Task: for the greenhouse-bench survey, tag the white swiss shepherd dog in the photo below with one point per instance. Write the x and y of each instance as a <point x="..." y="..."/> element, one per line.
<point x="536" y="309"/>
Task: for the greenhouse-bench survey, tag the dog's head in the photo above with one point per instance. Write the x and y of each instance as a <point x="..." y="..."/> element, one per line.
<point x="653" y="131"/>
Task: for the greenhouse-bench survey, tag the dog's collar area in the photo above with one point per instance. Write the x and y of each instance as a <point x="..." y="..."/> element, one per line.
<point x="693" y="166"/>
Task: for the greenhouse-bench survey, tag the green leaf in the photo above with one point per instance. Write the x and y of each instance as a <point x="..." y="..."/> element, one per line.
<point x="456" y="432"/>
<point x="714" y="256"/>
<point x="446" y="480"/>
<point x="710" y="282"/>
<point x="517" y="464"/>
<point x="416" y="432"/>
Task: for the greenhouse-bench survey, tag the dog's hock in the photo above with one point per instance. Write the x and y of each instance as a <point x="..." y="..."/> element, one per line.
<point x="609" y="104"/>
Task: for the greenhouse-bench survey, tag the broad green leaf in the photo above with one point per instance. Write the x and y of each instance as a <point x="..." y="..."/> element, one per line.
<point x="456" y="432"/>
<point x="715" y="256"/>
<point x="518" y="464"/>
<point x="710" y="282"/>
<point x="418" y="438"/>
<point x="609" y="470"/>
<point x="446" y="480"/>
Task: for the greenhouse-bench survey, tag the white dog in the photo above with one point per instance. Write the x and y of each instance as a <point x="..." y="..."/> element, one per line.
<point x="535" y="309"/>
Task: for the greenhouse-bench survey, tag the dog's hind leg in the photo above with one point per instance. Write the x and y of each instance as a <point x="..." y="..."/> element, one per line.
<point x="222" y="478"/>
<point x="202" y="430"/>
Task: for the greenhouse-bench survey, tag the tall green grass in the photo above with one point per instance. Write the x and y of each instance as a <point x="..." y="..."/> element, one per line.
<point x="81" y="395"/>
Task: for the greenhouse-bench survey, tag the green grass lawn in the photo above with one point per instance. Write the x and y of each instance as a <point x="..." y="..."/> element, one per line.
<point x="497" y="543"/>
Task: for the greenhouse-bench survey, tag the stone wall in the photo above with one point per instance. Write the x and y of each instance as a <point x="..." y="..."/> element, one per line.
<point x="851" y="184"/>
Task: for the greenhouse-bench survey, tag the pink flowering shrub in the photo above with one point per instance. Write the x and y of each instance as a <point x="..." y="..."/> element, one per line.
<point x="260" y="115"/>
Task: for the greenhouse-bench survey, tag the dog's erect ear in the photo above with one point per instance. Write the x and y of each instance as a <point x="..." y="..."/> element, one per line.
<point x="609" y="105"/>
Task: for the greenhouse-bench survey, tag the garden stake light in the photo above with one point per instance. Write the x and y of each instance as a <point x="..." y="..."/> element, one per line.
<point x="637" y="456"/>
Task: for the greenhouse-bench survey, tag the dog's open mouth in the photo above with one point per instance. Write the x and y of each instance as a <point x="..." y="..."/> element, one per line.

§ Written task: All of the lines above must be returned exactly.

§ Output for this exercise:
Task: for the greenhouse-bench survey, tag the white swiss shepherd dog in the photo below with one point per instance. Write the x and y of each instance as a <point x="..." y="..."/> element, one per line.
<point x="536" y="309"/>
Task: for the greenhouse-bench survey, tag the dog's head in the photo above with one point per instance. Write the x and y of each instance as a <point x="..." y="..."/> element, one per line.
<point x="653" y="131"/>
Task: for the greenhouse-bench survey, tag the dog's collar area in the photo above with one point per instance. Write the x and y of each instance as a <point x="..." y="..."/> element, one per line.
<point x="693" y="166"/>
Task: for the greenhouse-bench survey, tag the green leaf in the photo above with one point per instance. Write the x and y of each instance as a <point x="..." y="..."/> element, one per line.
<point x="456" y="432"/>
<point x="714" y="256"/>
<point x="446" y="480"/>
<point x="710" y="282"/>
<point x="517" y="464"/>
<point x="416" y="432"/>
Task: for the greenhouse-bench survey, tag the dog's hock in the photo above with one point per instance. Write the x and y of each instance as a <point x="..." y="..."/> element, one per line.
<point x="609" y="104"/>
Task: for the greenhouse-bench survey, tag the broad green leaf in the photo above with one point per instance. Write the x and y of each instance as a <point x="..." y="..."/> element, one per line.
<point x="456" y="432"/>
<point x="715" y="256"/>
<point x="518" y="464"/>
<point x="710" y="282"/>
<point x="418" y="438"/>
<point x="609" y="470"/>
<point x="446" y="480"/>
Task: for the greenhouse-bench survey, tag the white dog in the photo above with one point per instance. Write the x and y of each instance as a <point x="..." y="..."/> element, one per line.
<point x="535" y="309"/>
Task: for the greenhouse-bench survey, tag the dog's hind leg in the photo above with one point per instance. Write the x and y of each instance as a <point x="..." y="..."/> element, one per line.
<point x="222" y="478"/>
<point x="202" y="430"/>
Task: for the greenhouse-bench survey, tag the tall green grass in the photo above with one point per instance. Write the x and y of each instance as a <point x="..." y="..."/> element, one per line.
<point x="81" y="395"/>
Task: for the greenhouse-bench survey, tag the green grass lawn in the photo above with one point per instance. Write the x and y of each instance as a <point x="..." y="..."/> element, one per line.
<point x="497" y="543"/>
Task: for the greenhouse-bench survey, tag the stone wall in the photo above with one point per instance. Write the x and y of each instance as a <point x="..." y="..."/> element, one per line.
<point x="851" y="184"/>
Task: for the greenhouse-bench survey, tag the pink flowering shrub in the photo above with one point per instance. Write the x and y of each instance as a <point x="..." y="..."/> element, one per line.
<point x="260" y="115"/>
Task: for the greenhouse-bench survey, tag the dog's erect ear in the photo above with one point per instance. Write the x and y of each instance as a <point x="..." y="..."/> element, one per line.
<point x="609" y="105"/>
Task: for the greenhouse-bench survey, tag the garden stake light in the photo above with one point per instance. Write the x and y of each instance as a <point x="..." y="..."/> element, one per line.
<point x="637" y="456"/>
Task: for the greenhouse-bench survey, tag the dog's open mouth in the photo above with one point per instance. Write the x and y of each instance as a <point x="..." y="..."/> element, one per line.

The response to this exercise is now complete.